→ EXERCISE: Render the data lines starting at the top of the data and ending at the line that contains "Give the mask of every instance of the green" as a JSON list of strings, one string per line. Leave out blank lines.

→ Saved entries:
▼▼▼
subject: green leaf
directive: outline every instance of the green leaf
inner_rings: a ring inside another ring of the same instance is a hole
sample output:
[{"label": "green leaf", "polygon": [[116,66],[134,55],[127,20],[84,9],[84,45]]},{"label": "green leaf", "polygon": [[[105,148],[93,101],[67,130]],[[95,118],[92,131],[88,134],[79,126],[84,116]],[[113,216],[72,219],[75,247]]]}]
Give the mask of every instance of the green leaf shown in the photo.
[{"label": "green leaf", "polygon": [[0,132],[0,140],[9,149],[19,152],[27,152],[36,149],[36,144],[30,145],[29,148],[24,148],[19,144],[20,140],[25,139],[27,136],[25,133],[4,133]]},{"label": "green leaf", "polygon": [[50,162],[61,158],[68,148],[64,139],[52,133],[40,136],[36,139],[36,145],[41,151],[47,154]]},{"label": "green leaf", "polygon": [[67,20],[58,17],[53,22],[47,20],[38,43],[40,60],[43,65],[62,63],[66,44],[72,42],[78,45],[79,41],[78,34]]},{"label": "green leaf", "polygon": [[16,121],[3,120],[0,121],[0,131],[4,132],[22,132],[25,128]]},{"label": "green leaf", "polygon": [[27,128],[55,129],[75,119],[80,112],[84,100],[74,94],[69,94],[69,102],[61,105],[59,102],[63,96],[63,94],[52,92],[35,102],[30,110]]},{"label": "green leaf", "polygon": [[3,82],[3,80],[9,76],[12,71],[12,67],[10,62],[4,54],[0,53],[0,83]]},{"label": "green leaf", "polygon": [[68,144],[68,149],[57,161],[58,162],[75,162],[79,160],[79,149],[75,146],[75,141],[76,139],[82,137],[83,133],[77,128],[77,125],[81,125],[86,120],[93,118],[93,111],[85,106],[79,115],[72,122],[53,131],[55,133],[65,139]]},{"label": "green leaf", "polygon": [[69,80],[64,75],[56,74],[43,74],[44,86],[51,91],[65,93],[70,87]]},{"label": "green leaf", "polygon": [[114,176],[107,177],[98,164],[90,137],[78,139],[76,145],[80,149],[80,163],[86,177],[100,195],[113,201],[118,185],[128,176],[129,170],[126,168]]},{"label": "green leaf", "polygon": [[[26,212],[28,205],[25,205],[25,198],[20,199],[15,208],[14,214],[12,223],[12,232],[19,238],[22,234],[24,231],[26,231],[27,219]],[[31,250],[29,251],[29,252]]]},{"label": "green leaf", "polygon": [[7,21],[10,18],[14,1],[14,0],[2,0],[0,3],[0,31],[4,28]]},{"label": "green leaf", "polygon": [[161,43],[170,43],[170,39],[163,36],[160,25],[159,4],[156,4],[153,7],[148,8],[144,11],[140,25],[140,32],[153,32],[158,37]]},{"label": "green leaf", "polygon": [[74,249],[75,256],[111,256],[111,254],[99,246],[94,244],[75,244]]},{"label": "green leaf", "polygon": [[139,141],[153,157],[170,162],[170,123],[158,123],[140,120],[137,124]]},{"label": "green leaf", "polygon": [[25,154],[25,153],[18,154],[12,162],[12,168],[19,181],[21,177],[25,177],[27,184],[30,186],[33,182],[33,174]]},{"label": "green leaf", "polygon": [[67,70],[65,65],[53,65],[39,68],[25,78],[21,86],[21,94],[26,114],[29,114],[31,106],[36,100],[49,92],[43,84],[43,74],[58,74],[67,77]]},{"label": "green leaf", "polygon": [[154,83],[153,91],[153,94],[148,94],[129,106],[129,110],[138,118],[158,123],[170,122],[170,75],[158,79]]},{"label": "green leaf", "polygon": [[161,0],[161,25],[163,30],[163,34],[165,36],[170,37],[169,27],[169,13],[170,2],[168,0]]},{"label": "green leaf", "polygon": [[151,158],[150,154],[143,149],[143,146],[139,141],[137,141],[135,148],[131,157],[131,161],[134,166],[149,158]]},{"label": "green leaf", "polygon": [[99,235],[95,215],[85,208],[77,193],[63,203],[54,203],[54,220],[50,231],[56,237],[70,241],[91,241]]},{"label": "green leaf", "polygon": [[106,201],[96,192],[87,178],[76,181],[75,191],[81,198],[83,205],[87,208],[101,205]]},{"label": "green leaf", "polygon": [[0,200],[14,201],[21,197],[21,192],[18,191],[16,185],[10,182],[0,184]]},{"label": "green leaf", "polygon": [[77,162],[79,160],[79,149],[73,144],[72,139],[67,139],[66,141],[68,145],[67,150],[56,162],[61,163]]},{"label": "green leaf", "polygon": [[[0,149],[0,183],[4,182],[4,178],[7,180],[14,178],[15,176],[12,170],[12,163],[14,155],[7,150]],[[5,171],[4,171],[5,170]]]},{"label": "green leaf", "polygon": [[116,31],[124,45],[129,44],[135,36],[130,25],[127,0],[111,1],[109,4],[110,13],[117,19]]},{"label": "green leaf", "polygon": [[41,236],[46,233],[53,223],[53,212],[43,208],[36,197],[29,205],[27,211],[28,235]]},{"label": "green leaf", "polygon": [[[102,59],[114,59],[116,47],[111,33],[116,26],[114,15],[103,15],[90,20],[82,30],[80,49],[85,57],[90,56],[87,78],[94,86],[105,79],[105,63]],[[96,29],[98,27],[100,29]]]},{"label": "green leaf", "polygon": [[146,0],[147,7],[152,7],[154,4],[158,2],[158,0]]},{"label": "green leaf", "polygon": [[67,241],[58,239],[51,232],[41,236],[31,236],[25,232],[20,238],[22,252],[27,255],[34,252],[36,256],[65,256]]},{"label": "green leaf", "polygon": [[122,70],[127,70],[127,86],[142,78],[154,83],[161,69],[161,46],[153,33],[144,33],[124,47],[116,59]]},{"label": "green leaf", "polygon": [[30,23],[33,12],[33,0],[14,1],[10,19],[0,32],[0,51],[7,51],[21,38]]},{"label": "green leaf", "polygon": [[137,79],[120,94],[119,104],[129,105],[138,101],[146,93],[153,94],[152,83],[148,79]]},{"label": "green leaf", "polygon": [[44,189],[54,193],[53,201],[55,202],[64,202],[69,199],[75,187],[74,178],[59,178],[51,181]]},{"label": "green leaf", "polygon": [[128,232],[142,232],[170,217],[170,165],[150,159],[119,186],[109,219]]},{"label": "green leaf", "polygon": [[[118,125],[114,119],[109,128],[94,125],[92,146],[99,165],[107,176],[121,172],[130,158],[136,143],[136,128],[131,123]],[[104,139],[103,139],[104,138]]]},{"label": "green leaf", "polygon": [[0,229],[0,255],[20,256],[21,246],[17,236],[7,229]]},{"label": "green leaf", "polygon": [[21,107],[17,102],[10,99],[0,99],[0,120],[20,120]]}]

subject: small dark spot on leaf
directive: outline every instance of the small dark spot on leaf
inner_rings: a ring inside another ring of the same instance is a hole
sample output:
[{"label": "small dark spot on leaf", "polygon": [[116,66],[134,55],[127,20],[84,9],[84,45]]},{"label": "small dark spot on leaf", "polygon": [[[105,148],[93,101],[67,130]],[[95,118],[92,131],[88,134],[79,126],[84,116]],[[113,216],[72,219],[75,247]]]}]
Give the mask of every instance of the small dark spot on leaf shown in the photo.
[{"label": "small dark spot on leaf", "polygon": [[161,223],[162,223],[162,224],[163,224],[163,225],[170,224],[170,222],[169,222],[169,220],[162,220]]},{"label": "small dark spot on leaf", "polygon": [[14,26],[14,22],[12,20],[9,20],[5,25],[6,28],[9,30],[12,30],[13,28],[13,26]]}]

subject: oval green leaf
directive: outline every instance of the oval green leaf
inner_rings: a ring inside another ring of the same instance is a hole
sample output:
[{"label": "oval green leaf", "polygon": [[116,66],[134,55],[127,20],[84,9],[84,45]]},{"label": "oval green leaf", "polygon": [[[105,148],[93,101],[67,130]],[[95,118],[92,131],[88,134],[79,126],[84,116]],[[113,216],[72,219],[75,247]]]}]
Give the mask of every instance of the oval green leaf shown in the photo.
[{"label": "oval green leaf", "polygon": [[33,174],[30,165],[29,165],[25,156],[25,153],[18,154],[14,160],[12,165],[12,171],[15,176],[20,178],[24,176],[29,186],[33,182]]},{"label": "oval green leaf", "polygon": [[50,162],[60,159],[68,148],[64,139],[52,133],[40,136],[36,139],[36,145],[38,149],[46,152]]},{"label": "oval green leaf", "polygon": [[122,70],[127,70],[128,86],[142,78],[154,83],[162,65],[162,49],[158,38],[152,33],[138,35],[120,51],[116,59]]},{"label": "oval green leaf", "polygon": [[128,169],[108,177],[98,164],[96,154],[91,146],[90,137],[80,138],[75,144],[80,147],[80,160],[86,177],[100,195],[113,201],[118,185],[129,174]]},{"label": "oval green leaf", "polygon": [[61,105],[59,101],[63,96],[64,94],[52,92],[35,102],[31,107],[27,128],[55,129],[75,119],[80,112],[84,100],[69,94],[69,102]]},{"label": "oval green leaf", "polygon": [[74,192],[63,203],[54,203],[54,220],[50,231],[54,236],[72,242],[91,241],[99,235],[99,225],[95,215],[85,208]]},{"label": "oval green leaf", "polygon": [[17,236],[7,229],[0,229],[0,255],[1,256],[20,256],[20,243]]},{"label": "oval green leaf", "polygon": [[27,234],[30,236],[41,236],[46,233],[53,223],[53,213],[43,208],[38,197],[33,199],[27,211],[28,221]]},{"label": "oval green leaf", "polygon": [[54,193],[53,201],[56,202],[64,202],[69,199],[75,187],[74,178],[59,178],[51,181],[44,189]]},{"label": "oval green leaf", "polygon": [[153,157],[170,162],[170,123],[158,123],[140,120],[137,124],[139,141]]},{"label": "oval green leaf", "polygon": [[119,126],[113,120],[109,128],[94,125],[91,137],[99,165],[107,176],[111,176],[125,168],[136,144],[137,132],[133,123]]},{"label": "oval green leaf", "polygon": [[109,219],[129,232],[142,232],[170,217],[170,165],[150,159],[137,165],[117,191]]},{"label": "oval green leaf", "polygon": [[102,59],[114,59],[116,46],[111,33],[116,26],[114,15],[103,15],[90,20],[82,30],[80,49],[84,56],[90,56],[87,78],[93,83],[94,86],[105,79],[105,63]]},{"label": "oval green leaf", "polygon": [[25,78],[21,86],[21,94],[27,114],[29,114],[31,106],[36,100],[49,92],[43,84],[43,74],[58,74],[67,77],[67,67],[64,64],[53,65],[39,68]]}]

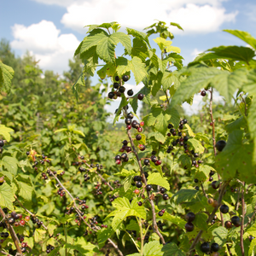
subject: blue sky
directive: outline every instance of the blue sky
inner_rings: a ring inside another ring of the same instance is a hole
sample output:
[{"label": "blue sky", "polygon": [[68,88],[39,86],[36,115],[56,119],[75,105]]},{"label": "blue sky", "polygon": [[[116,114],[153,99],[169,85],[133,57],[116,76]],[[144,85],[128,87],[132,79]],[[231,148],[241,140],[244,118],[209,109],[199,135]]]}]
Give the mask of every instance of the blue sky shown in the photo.
[{"label": "blue sky", "polygon": [[[0,0],[0,38],[8,39],[17,55],[30,50],[41,68],[61,74],[85,36],[84,26],[118,21],[143,31],[158,19],[184,28],[172,29],[172,45],[181,49],[187,64],[213,46],[245,45],[223,29],[247,31],[256,38],[255,14],[255,0]],[[135,88],[132,79],[129,83]]]}]

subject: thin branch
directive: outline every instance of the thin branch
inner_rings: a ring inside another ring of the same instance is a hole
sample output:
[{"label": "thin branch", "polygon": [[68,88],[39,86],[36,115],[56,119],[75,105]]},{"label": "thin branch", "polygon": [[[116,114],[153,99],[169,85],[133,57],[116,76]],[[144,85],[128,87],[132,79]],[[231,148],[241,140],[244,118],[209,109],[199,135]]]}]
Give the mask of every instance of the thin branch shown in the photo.
[{"label": "thin branch", "polygon": [[[59,178],[53,173],[53,172],[50,171],[50,173],[52,174],[52,176],[55,178],[55,180],[57,181],[57,183],[60,184],[60,186],[61,186],[61,188],[67,192],[67,194],[69,195],[69,197],[72,199],[72,201],[73,201],[73,206],[75,207],[75,211],[77,212],[77,213],[79,214],[80,219],[82,219],[84,221],[84,223],[92,230],[94,231],[97,231],[99,230],[101,230],[100,227],[96,227],[92,228],[91,225],[90,225],[85,219],[84,218],[83,215],[81,214],[82,212],[79,210],[79,208],[78,207],[76,202],[75,202],[75,199],[73,198],[73,196],[71,195],[71,193],[63,186],[63,184],[61,183],[61,181],[59,180]],[[119,254],[120,256],[124,256],[123,253],[119,250],[119,248],[118,247],[118,246],[110,239],[108,239],[108,242],[111,243],[113,245],[113,247],[118,251]]]},{"label": "thin branch", "polygon": [[[29,210],[27,210],[23,204],[20,202],[20,201],[18,199],[18,197],[16,196],[16,195],[15,195],[15,198],[17,201],[17,202],[19,203],[19,205],[27,212],[29,213],[31,216],[35,217],[36,214],[32,213],[32,212],[30,212]],[[48,230],[47,227],[44,224],[42,224],[42,227],[44,227],[46,230]]]},{"label": "thin branch", "polygon": [[5,219],[5,224],[6,224],[7,229],[9,230],[9,231],[11,236],[12,236],[12,240],[15,243],[15,246],[17,249],[17,252],[19,253],[19,254],[20,256],[22,256],[23,254],[22,254],[21,249],[20,247],[20,244],[19,244],[20,241],[19,241],[19,239],[17,237],[17,235],[16,235],[13,226],[9,224],[8,219],[6,218],[6,215],[5,215],[4,212],[3,211],[3,209],[1,207],[0,207],[0,214],[2,215],[3,218]]},{"label": "thin branch", "polygon": [[241,187],[241,233],[240,233],[240,243],[241,256],[244,256],[244,245],[243,245],[243,228],[244,228],[244,216],[245,216],[245,204],[244,204],[244,186]]},{"label": "thin branch", "polygon": [[[125,108],[125,114],[127,114],[126,108]],[[129,137],[129,140],[130,140],[130,143],[131,143],[131,146],[132,150],[134,152],[134,154],[136,156],[137,164],[139,166],[139,169],[140,169],[141,176],[143,177],[143,181],[145,186],[147,186],[147,179],[146,179],[146,177],[145,177],[145,174],[144,174],[144,172],[143,172],[143,168],[142,163],[141,163],[141,161],[139,160],[137,152],[136,150],[136,148],[135,148],[132,137],[131,136],[130,130],[127,130],[127,135],[128,135],[128,137]],[[147,194],[148,194],[148,197],[149,199],[149,203],[150,203],[151,209],[152,209],[153,231],[155,232],[158,235],[158,236],[160,238],[162,243],[165,244],[166,243],[165,239],[164,239],[162,234],[158,230],[158,226],[157,226],[157,223],[156,223],[156,218],[155,218],[155,210],[154,210],[154,201],[151,199],[149,191],[147,191]]]},{"label": "thin branch", "polygon": [[[207,223],[210,223],[213,218],[214,218],[214,215],[216,213],[216,212],[218,211],[218,207],[221,205],[221,201],[222,201],[222,198],[224,195],[224,192],[225,192],[225,189],[228,185],[228,183],[227,182],[224,182],[223,183],[223,184],[221,185],[221,188],[220,188],[220,192],[219,192],[219,195],[218,195],[218,205],[216,206],[216,207],[213,209],[213,211],[212,212],[211,215],[208,217],[207,220]],[[198,243],[201,236],[201,234],[203,233],[203,230],[200,230],[196,236],[196,237],[195,238],[190,248],[189,248],[189,253],[190,255],[192,255],[192,251],[194,250],[195,247],[196,246],[196,244]]]}]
▲▲▲
→ RESULT:
[
  "subject: green leaf",
  "directive: outline every instance of the green leaf",
  "inner_rings: a ring inside another ring of the same instance is a hole",
  "sample output:",
  "[{\"label\": \"green leaf\", \"polygon\": [[116,66],[134,55],[127,20],[84,9],[84,45]]},{\"label\": \"green leaf\", \"polygon\": [[[105,148],[93,101],[67,130]],[[95,118],[92,131],[88,134],[79,126],[84,116]],[[113,216],[72,219],[75,247]]]}]",
  "Give the mask of every instance of the green leaf shown in the photo."
]